Data section:
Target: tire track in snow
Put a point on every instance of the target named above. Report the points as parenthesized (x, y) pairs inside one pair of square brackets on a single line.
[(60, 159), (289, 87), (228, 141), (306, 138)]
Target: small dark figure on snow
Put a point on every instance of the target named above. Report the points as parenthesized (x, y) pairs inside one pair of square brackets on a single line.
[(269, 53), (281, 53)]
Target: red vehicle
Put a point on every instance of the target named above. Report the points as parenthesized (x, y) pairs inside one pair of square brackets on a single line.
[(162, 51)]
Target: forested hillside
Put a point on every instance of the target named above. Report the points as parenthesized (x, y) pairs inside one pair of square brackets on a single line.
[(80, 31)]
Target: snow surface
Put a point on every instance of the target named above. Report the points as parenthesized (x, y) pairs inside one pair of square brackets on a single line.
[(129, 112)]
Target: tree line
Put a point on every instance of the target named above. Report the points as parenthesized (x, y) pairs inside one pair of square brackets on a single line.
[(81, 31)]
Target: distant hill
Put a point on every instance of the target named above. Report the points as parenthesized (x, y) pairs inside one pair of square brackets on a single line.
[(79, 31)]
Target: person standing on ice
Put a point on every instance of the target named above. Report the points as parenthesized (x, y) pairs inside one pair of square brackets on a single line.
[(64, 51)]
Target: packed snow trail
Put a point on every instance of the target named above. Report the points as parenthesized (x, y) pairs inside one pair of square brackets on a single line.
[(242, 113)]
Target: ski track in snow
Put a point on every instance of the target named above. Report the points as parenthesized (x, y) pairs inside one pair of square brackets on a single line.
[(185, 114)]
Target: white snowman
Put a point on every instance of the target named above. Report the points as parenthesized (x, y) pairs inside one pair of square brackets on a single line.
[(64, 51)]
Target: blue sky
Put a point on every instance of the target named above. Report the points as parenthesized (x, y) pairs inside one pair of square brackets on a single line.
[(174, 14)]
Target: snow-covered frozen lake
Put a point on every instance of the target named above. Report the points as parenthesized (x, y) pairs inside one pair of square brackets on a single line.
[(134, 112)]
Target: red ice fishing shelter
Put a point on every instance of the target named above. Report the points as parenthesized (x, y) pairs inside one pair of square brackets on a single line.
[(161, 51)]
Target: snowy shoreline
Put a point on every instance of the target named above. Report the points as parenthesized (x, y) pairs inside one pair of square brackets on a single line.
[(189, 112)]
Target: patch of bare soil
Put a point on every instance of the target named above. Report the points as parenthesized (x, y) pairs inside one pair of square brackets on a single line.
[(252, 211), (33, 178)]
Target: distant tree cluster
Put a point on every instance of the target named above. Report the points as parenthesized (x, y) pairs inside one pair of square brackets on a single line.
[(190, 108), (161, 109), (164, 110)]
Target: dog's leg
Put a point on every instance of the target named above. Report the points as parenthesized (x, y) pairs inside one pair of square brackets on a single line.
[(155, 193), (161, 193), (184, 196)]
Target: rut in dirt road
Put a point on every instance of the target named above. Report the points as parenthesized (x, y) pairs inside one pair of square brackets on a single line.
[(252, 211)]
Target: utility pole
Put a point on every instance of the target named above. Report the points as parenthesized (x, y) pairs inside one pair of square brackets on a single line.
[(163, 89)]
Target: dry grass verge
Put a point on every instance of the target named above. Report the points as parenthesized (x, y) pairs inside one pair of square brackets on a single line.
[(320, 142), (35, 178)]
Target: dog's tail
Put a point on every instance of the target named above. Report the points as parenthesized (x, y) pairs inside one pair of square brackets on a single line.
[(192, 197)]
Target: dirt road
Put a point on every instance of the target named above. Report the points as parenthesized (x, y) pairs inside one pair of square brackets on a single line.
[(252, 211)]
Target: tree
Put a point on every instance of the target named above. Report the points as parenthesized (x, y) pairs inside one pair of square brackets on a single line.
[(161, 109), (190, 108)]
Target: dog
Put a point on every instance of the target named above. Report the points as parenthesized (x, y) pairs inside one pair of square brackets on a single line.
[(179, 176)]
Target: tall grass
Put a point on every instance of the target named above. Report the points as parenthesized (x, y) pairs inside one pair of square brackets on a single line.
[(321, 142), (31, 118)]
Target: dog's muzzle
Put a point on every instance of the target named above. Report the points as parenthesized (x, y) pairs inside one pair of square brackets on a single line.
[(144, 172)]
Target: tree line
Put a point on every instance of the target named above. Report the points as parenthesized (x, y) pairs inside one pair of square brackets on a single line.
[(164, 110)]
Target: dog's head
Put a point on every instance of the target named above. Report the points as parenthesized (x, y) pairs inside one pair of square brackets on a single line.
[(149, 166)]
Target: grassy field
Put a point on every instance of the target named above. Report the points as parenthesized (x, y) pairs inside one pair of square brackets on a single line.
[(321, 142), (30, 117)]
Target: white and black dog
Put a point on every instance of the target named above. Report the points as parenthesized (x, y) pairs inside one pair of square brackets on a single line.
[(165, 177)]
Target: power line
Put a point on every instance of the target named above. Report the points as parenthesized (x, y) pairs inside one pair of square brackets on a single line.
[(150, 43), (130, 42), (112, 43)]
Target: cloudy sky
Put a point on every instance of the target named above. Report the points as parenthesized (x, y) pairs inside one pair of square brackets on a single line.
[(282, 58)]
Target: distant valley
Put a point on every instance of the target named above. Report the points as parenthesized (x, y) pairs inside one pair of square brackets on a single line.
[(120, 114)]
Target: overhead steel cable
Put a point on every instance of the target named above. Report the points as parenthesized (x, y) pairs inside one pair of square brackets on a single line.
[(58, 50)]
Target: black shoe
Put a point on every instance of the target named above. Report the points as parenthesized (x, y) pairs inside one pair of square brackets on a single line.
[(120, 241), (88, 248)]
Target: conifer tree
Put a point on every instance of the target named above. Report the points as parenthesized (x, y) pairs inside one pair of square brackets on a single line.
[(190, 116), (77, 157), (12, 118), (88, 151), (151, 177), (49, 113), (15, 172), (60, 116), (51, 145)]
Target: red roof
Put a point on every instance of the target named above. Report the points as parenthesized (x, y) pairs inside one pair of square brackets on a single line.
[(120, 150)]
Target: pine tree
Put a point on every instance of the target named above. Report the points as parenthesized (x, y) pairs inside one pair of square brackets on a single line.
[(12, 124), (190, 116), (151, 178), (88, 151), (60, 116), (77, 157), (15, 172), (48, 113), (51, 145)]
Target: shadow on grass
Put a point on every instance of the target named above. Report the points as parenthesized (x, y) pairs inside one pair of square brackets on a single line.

* * *

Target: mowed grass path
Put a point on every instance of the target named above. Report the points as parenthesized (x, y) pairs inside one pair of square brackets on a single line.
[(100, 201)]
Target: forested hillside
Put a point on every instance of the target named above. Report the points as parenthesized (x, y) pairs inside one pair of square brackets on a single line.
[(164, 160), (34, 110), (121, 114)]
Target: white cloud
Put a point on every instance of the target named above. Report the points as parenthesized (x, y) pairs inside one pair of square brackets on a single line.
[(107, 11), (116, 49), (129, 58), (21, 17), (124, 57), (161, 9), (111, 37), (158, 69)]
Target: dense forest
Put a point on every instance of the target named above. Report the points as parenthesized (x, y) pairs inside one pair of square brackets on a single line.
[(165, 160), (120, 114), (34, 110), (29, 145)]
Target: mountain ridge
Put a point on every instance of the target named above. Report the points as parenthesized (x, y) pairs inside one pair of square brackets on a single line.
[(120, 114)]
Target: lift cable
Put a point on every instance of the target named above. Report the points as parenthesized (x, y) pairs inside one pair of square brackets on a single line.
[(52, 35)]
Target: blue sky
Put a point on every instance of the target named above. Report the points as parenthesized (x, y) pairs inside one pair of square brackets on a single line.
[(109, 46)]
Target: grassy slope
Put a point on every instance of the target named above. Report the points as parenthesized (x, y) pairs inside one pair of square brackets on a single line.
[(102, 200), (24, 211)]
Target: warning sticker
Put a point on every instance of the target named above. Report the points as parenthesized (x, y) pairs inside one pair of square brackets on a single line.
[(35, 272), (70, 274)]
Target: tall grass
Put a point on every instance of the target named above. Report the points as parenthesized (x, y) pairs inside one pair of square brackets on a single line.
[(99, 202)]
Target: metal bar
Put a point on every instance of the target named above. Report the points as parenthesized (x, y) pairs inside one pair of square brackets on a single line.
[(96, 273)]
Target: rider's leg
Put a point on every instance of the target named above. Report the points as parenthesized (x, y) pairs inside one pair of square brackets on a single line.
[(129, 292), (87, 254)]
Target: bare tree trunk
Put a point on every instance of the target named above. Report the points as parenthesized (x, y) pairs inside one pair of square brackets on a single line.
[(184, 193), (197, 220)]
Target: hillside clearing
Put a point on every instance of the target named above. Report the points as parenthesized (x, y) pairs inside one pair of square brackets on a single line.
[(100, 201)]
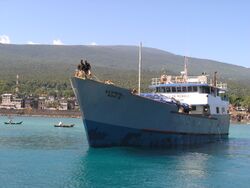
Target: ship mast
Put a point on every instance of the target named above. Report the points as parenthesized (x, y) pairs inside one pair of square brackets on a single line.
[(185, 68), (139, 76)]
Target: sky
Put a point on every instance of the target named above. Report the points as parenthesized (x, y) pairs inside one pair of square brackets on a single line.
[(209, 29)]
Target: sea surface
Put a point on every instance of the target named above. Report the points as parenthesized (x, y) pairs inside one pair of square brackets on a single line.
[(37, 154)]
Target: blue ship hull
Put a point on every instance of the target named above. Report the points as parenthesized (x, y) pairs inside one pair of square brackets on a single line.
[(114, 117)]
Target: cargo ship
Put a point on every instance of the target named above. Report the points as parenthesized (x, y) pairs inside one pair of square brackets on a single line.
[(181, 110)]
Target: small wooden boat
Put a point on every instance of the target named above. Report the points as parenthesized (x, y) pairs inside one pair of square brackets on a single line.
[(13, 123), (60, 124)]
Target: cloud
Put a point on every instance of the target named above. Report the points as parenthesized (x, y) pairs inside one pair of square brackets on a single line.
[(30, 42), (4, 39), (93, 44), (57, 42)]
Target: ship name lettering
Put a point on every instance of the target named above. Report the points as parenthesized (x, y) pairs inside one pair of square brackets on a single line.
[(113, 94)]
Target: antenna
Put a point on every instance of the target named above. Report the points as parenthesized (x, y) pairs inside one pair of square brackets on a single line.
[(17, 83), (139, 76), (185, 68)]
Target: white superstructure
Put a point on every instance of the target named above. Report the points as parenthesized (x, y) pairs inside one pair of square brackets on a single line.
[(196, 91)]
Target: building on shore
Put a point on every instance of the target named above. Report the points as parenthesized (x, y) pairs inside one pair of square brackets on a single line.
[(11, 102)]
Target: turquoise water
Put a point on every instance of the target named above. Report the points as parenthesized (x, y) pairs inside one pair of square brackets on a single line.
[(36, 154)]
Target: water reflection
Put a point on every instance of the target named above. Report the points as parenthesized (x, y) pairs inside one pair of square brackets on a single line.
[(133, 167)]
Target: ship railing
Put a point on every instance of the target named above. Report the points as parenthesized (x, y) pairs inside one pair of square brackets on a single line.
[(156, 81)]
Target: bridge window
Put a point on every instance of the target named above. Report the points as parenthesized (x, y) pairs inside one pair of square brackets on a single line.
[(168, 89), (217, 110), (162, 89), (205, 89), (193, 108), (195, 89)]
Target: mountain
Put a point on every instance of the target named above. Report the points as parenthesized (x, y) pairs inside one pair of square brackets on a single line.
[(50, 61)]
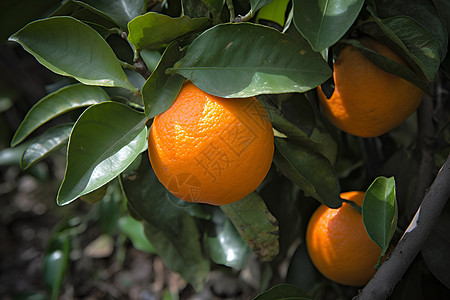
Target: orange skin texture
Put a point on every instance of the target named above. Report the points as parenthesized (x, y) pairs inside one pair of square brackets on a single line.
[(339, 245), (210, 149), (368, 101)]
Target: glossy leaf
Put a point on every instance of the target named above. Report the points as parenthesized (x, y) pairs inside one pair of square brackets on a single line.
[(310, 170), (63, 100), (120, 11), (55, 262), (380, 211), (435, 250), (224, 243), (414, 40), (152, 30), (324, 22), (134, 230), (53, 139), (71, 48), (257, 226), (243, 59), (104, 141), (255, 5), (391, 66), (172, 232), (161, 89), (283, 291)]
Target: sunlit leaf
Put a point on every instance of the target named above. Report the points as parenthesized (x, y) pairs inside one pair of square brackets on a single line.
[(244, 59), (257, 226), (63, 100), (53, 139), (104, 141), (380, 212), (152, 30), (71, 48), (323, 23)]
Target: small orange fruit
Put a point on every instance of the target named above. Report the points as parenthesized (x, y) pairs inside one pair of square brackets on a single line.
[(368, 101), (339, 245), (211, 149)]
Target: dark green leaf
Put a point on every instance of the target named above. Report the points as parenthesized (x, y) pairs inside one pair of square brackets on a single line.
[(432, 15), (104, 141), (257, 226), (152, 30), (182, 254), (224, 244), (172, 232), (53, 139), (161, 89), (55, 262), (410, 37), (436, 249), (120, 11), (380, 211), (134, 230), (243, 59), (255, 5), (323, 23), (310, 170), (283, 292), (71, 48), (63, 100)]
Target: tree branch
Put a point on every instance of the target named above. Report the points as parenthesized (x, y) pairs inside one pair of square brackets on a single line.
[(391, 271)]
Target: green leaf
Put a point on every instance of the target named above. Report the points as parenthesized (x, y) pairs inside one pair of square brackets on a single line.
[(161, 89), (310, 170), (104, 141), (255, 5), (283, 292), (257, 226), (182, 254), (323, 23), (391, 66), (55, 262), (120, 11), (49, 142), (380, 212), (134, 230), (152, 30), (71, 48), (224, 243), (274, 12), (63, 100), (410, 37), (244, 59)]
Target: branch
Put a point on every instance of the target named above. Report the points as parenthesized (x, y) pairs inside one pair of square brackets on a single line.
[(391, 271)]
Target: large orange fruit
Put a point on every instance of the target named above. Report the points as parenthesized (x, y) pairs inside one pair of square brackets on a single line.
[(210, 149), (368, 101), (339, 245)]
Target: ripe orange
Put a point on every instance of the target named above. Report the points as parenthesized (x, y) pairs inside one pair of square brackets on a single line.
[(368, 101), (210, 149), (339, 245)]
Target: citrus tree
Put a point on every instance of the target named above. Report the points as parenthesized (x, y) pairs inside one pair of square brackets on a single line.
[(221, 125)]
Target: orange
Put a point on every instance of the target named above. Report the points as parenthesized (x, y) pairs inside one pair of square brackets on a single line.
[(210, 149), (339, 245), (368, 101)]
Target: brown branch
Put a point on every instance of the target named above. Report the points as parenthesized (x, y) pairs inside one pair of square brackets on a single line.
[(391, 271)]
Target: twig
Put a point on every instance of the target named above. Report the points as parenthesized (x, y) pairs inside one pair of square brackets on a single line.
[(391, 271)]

Brief:
The lines above from the one with "Target: grassy slope" through the one with "Target: warning sticker" are to be duplicated exactly, ends included, with nothing added.

Task output:
Target: grassy slope
Put a point on every instance of the target named above. Report the points as parenthesized (x, y) pairs inside one pair of square brackets on a single line.
[(102, 200), (24, 211)]
Target: warning sticker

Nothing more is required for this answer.